WHAT NEEDS TO BE DONE | Add 138 to every coordinate in the answer points of the material below, and write out all of its lines again, requests included, leaving the numbers in the requests and their sample points unchanged. Leave the pictures out.

EXERCISE DATA |
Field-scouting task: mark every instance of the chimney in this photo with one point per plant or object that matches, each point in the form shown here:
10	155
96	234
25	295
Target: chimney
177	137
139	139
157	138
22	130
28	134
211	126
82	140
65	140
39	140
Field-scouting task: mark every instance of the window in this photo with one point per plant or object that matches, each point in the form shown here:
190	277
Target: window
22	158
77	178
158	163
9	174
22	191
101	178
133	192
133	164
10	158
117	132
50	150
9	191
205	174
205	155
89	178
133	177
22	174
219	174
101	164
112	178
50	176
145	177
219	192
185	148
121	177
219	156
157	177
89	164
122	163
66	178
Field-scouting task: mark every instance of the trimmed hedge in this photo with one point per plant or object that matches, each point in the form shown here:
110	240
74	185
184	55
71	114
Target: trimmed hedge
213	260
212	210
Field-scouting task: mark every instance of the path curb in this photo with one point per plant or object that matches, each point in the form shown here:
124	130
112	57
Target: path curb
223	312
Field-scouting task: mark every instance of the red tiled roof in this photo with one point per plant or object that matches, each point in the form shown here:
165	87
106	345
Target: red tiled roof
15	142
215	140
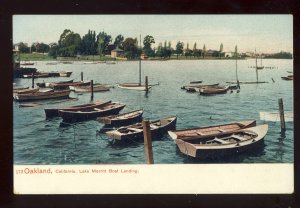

SOLUTION TO THIS EXERCISE |
Field-scouting task: mark every instance of the chimney in this photo with one point per plant or object that matches, each point in the form shown here:
10	155
96	234
25	295
Target: chimney
315	275
277	277
295	276
160	268
166	272
349	264
220	278
203	278
177	278
Field-scouting task: mark every instance of the window in this photo with one point per plant or object that matches, each point in the form shown here:
190	277
Target: window
160	296
215	316
296	301
147	312
160	329
239	316
271	330
271	302
148	296
255	270
188	288
147	329
343	312
343	293
227	316
271	315
160	312
357	312
239	302
250	316
188	314
283	315
357	330
323	286
259	315
357	294
295	315
227	302
260	301
204	316
Field-scouting task: mark every instance of the trimmed hedge in this photo with one point per plant or object that matches, each point in the form shown here:
110	240
74	185
184	55
71	114
Target: trimmed hedge
351	398
350	348
Field-scouting task: mark every instance of the path curb in this photo with one point per plant or object that matches, each point in the form shown here:
124	130
112	57
Target: path curb
361	450
Field-scouting task: mark every instance of the red tiled roof in this photo with one point per plant or object that matches, each point in the form shown here:
165	87
106	345
Target: red tiled roof
153	280
353	278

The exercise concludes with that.